What you should do >> Can you rewrite the rows below with "blurred background" changed to "soft-focus background" and everything else kept the same? Leave the pictures out of your answer.

** Start of Material for this exercise **

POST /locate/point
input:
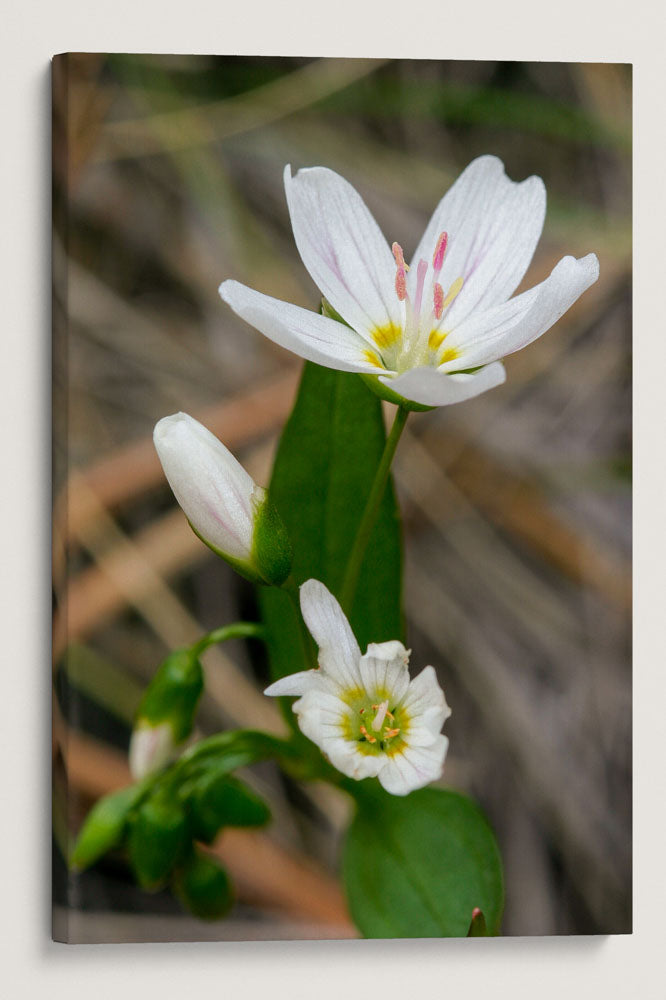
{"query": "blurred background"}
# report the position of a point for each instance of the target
(167, 180)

** End of Material for this exercise **

Reply >>
POST /locate/point
input:
{"query": "soft-focus background"}
# report the position of a point for each instance of the target
(167, 180)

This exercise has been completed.